Task statement → Each record that follows is to be reproduced character for character, pictures excepted.
*** Task material ***
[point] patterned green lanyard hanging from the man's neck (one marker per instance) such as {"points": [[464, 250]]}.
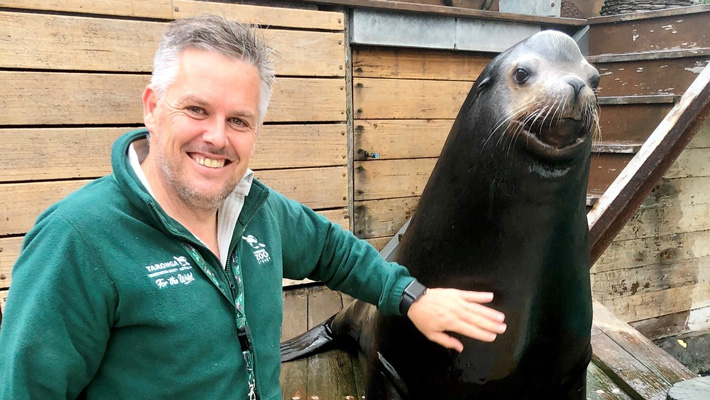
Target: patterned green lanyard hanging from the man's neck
{"points": [[243, 332]]}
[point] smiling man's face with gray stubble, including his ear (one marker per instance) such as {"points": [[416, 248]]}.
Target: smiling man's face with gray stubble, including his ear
{"points": [[203, 130]]}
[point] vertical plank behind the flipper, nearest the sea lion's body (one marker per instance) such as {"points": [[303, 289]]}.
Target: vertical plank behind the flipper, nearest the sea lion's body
{"points": [[330, 374]]}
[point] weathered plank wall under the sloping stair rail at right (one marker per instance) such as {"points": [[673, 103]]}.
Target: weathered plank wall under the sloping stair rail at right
{"points": [[656, 273]]}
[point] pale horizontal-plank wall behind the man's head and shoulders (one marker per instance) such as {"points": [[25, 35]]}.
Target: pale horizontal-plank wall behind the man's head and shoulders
{"points": [[71, 78]]}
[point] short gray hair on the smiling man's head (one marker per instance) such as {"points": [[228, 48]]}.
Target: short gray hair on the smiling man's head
{"points": [[216, 34]]}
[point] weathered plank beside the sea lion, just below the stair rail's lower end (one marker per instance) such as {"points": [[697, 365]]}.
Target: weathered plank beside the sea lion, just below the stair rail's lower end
{"points": [[649, 278]]}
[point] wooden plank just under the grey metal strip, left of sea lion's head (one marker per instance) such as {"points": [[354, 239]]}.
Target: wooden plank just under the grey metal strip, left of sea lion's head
{"points": [[378, 62]]}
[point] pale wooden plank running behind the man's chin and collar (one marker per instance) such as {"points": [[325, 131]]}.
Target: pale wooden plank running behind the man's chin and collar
{"points": [[315, 187]]}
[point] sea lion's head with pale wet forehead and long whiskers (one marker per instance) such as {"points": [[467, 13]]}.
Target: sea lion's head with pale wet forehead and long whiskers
{"points": [[542, 93]]}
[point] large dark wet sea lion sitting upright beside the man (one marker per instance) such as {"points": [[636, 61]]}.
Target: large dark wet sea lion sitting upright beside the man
{"points": [[503, 211]]}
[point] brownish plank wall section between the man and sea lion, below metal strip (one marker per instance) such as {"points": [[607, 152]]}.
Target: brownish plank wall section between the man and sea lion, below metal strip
{"points": [[404, 103]]}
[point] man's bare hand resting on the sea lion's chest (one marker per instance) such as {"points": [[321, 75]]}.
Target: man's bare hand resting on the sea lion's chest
{"points": [[452, 310]]}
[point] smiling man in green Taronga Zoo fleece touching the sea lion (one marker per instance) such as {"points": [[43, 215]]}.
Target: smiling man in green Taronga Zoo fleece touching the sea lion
{"points": [[163, 279]]}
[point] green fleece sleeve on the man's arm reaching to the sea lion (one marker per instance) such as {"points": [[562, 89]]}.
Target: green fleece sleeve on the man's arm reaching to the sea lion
{"points": [[320, 250]]}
*** End of Task material ***
Result of this exercise →
[point] patterned green lanyard hanging from the man's neck (one marker per instance) such as {"points": [[464, 250]]}.
Target: patterned green lanyard hanging from the man's neck
{"points": [[243, 332]]}
[point] smiling man's face with gray stubble, including his ear (one marker per instance) such as {"points": [[416, 248]]}.
Target: smiling man's face with gray stubble, including his ear
{"points": [[203, 130]]}
[point] vertical plank behind the flipper, nearest the sea lion's body (one marker per instance) such as {"points": [[303, 289]]}.
Target: vertical plank behind the flipper, nearest the sea lion's body
{"points": [[330, 374]]}
[point] weathered plank wall under the sloping stair rail at right (one marker per instance) such as {"points": [[673, 103]]}.
Target: weathered plank wall under the sloping stair rail at right
{"points": [[656, 273]]}
[point] pale horizontal-plank wall behind the man's head and shoulders (one marker per instance) such as {"points": [[25, 35]]}.
Target: pale horizontal-plank wall behind the man's head and shoulders
{"points": [[71, 78]]}
[point] short gray hair on the smiling man's head (one marker per instance) such as {"points": [[228, 48]]}.
Target: short gray hair on the smiling man's head
{"points": [[216, 34]]}
[point] weathered plank beside the sea lion, just below the stair rail's lower end (one marker per instance) such as {"points": [[697, 365]]}.
Target: weathered plank beside the sea lion, just below the stair rail's lower end
{"points": [[649, 278]]}
[point] wooden plank just under the grey metal strip, left of sea lion's head (one marker per instance) such as {"points": [[354, 239]]}.
Target: wooden plank just under the grey metal strip, left of sea lion's head
{"points": [[378, 62]]}
[point] pale wooden plank running behind the man's chin and collar (one marker per instance) such as {"points": [[325, 131]]}.
Target: pale wooden plank running behind the man's chin and collar
{"points": [[315, 187]]}
[point] sea lion's head with pale wet forehead and long whiskers (one marker per instance) such as {"points": [[467, 13]]}.
Target: sea lion's head with pale wet forehead and long whiskers
{"points": [[542, 93]]}
[point] large dark wet sea lion sitting upright beside the man (one marker per instance) such as {"points": [[636, 61]]}.
Target: large dark wet sea lion sitting upright beside the man
{"points": [[503, 211]]}
[point] brownish plank wall section between the man and sea lion, below metal strip (one marker per instance) such as {"points": [[607, 152]]}.
Target: brownish plank wall section between the man and sea lion, below metal strip
{"points": [[404, 103]]}
[point] man's bare hand resting on the sea lion's chest (one marker per instance) such as {"points": [[321, 75]]}.
Target: man's bare hand resting on the sea lion's chest
{"points": [[452, 310]]}
[point] smiling man in green Taronga Zoo fleece touching the sea lion (one marker per instance) such as {"points": [[43, 215]]}.
Target: smiling man in green Taronga Zoo fleece touching the sea lion
{"points": [[163, 279]]}
[point] green fleece sleeve on the man's arm reaching to the sea lion (one marker per instance) such as {"points": [[562, 89]]}.
Target: green fleece sleeve on the man's arm reaching to the sea lion
{"points": [[320, 250]]}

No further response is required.